PAGE EXTRACT:
begin

I being somewhat of a computer junkie immediately suggested that Stringham allow me to start using my laptop to gather data as in the hand held mode one needed to read the data from the meter and write it down in the lab notebook. At night and many other times on the multi-day duration experiments great gaps in the data resulted from no one being there to write down the time and temperature. I also suggested we start sampling the apparatus for data other than heat.
Soon I convinced him that we should find a small garage lab in Palo Alto and he agreed. We rented a place on Old Middlefield road in Mountain View on the border with Palo Alto. There we had something like 1000 sq. ft. of lab space. Once everything was moved from the black widow spider infested log cabin basement bench to our Silicon Valley garage lab where Stringham and I were able to do much more over the course of several years. We could run the sonication experiments as well as my many other cold fusion genre experiments I was interested in.
Discovery of cold fusion volcanos in metals
One of the first things I did was to take a few samples of the melted sonofusion metal target foils up to Portland State to my friend Prof. John Dash’s electron microscope lab. John and I worked in off hours one weekend to study and characterize the samples and there is where he and I first saw features in the scanning electron microscope of tiny volcano-like eruptions in the melt zones of the metals on both palladium and titanium sonofusion metal targets. The features were tiny just a few microns across and far too small to see with the cheap optical microscope Stringham and I had in our own lab.

end

PROBLEM STATEMENT:
Reproduce the stretch of the cold fusion lab account from "I being somewhat" through "other than heat.". Draw only on the cold fusion lab account when responding.

Object position labeling entries:
begin

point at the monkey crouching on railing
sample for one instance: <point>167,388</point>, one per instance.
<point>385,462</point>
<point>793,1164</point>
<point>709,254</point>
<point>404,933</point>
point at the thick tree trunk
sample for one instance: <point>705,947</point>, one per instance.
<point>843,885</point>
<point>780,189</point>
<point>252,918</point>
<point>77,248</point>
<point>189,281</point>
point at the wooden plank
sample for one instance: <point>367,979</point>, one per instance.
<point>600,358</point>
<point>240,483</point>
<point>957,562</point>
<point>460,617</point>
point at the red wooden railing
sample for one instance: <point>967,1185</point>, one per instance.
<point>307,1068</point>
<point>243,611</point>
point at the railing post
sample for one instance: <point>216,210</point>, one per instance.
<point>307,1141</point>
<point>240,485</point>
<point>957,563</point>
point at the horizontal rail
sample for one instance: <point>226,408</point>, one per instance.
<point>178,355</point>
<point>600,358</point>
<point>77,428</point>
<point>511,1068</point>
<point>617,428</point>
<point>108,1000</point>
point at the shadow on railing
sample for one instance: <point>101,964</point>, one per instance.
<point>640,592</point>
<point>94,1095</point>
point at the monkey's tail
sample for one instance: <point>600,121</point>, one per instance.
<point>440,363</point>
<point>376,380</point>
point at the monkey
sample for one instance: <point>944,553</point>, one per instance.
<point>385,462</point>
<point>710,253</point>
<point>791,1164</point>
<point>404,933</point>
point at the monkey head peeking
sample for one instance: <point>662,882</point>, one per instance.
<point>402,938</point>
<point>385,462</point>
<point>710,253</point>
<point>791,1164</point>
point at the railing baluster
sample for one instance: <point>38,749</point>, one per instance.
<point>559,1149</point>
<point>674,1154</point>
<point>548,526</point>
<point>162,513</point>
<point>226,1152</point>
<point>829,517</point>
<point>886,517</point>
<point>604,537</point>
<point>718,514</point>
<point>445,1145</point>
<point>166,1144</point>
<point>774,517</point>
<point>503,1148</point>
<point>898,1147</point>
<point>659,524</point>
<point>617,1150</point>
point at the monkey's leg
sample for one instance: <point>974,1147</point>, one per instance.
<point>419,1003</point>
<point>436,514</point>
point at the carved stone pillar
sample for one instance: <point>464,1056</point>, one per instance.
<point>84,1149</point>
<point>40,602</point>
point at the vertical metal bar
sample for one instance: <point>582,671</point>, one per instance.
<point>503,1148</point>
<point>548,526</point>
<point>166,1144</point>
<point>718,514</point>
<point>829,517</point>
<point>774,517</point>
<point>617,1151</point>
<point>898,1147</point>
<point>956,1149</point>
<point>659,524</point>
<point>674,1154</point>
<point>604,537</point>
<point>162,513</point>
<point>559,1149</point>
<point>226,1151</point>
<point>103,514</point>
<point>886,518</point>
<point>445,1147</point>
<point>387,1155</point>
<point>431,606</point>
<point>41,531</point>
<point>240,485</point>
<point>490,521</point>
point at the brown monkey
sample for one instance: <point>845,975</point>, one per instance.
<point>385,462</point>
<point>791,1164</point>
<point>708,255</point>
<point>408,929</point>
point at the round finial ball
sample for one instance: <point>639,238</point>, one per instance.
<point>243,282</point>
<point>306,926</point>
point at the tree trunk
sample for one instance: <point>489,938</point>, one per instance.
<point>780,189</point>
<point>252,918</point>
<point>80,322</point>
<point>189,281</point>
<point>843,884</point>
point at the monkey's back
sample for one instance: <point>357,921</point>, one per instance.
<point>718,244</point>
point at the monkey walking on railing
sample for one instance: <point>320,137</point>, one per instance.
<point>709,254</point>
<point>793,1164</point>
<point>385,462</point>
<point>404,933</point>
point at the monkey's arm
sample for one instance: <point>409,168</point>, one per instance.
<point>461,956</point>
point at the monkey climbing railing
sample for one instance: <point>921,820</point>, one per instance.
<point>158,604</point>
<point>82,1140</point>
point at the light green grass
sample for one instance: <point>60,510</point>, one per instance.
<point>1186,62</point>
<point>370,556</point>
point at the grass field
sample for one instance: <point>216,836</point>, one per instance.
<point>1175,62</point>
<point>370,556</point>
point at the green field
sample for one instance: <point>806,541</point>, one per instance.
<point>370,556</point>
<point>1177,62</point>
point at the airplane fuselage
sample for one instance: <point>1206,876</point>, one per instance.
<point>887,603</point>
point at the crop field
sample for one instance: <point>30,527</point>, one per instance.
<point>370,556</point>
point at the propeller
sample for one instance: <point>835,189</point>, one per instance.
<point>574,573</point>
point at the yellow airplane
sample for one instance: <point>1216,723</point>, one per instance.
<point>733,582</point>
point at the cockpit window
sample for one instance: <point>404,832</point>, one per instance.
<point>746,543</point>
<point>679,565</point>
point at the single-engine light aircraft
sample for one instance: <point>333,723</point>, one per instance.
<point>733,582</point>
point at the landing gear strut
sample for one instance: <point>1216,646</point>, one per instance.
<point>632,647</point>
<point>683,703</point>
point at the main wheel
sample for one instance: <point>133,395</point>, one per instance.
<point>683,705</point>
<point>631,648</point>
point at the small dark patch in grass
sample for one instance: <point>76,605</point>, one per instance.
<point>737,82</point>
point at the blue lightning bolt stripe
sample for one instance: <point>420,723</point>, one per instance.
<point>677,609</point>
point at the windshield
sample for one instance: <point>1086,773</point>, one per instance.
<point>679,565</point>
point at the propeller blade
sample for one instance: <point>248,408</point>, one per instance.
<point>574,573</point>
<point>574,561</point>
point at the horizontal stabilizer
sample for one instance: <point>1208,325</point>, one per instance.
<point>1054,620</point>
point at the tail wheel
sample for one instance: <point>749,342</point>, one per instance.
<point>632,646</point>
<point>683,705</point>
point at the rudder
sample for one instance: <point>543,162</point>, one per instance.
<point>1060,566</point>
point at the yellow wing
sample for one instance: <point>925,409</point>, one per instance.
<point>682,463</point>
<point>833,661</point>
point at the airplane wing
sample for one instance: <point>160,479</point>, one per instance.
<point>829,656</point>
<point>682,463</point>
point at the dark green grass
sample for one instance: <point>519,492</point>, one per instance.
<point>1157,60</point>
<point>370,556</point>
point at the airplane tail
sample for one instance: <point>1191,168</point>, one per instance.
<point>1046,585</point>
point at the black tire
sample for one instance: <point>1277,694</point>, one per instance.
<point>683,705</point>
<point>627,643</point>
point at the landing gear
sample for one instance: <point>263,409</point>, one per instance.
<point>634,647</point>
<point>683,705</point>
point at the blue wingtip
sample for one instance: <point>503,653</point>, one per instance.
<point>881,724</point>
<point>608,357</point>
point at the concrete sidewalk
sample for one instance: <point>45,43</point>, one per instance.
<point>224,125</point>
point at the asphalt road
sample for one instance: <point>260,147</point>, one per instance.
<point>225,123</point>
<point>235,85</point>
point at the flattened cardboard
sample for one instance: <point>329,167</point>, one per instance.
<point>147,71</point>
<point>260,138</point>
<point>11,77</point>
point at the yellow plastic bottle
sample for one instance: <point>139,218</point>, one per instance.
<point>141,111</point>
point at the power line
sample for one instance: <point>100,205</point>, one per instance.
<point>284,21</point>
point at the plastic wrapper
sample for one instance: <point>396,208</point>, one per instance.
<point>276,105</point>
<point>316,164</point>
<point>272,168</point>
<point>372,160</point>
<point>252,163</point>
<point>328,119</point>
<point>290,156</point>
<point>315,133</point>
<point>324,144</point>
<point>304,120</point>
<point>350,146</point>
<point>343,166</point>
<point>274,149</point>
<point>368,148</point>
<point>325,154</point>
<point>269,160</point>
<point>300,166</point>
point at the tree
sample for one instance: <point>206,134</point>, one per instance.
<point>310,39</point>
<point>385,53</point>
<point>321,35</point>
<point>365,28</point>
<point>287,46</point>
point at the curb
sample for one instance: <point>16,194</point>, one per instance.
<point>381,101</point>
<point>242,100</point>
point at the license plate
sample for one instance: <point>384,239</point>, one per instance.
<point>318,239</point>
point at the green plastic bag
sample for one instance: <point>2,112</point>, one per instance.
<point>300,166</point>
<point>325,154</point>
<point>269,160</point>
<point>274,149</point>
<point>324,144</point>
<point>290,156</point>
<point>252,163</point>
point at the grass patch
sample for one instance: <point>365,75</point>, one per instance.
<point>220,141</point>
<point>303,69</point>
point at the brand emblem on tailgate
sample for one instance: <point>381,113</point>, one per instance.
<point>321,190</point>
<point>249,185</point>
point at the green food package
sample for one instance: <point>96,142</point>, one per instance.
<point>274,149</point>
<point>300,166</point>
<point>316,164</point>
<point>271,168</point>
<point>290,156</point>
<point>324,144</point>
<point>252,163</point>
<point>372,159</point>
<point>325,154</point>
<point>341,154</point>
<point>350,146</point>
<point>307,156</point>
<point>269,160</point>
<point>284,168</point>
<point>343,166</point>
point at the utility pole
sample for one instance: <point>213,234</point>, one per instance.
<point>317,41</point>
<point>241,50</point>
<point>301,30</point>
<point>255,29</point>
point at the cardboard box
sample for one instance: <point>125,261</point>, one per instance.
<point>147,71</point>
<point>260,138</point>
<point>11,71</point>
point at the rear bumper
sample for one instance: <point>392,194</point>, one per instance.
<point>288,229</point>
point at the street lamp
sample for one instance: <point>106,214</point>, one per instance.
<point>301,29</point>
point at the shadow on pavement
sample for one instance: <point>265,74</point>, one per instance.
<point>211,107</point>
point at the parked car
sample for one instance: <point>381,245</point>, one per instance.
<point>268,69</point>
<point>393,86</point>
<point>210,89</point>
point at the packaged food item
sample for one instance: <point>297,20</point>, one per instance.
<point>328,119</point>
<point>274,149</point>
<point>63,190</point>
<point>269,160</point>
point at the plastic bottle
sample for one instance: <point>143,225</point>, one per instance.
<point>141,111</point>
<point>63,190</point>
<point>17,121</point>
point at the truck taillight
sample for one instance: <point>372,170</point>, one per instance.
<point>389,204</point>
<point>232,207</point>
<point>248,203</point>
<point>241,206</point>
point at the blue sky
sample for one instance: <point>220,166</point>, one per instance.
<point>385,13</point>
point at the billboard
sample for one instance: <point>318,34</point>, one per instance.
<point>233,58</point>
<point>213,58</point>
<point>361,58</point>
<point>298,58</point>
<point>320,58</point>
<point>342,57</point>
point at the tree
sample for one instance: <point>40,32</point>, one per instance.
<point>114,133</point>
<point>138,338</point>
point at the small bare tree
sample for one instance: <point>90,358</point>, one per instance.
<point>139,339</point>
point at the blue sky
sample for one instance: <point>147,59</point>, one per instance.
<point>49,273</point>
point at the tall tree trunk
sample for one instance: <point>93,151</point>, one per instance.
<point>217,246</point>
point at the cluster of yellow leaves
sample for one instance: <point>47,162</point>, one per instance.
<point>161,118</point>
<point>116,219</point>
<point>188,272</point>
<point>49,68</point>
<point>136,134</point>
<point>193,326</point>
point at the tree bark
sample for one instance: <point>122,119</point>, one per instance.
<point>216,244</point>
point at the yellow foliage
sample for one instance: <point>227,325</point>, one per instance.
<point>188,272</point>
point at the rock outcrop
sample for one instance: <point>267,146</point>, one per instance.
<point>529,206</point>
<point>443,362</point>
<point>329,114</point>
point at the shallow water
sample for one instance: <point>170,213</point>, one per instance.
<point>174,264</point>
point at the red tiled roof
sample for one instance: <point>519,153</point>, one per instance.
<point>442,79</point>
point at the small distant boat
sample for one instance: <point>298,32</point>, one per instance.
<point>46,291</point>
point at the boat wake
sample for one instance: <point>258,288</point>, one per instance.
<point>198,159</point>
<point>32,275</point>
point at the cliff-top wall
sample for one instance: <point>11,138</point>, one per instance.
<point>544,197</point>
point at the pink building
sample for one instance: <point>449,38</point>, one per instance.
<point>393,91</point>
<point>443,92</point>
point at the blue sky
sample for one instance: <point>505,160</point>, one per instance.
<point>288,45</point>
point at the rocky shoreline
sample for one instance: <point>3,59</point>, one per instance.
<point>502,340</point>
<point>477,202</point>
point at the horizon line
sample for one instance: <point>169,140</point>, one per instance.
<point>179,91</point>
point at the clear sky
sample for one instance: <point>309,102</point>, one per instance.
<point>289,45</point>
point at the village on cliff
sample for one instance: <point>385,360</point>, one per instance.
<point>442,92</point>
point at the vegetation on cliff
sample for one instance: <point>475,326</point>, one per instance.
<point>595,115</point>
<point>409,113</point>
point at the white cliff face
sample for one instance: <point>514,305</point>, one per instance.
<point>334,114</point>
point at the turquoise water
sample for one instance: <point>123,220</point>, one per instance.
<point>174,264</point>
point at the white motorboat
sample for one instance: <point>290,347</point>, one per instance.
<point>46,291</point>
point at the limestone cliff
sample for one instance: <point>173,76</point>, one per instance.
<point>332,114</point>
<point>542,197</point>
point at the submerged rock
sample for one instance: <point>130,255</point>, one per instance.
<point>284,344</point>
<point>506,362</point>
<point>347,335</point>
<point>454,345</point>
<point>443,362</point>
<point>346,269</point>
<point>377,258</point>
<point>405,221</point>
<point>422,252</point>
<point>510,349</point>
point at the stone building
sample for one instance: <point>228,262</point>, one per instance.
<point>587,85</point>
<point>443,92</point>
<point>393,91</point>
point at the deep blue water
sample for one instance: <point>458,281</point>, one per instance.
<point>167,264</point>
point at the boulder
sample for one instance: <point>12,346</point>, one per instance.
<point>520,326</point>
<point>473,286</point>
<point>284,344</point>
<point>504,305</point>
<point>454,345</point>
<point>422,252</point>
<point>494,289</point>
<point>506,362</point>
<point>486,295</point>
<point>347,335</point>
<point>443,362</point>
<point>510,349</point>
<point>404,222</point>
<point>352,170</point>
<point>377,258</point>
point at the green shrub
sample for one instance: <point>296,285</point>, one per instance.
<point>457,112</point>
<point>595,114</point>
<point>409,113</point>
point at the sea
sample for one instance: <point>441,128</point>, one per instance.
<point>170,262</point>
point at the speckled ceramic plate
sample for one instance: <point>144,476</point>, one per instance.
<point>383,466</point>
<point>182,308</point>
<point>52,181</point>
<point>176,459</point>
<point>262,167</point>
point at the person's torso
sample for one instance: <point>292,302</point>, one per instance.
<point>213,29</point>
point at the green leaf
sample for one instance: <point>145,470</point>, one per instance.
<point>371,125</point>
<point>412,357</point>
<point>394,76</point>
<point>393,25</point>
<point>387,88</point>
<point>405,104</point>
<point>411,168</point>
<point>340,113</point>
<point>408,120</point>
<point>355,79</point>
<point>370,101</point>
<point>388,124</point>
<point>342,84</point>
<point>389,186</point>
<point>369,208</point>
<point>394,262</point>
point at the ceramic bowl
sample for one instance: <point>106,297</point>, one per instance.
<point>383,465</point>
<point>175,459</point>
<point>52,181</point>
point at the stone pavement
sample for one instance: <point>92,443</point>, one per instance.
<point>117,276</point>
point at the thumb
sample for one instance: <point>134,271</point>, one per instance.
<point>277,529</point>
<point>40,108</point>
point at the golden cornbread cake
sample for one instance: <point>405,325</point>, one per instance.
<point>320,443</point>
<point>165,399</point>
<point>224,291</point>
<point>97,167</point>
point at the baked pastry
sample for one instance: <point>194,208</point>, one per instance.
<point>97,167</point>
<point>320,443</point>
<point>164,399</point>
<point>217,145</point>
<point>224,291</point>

end

RESPONSE TO THE EXERCISE:
I being somewhat of a computer junkie immediately suggested that Stringham allow me to start using my laptop to gather data as in the hand held mode one needed to read the data from the meter and write it down in the lab notebook. At night and many other times on the multi-day duration experiments great gaps in the data resulted from no one being there to write down the time and temperature. I also suggested we start sampling the apparatus for data other than heat.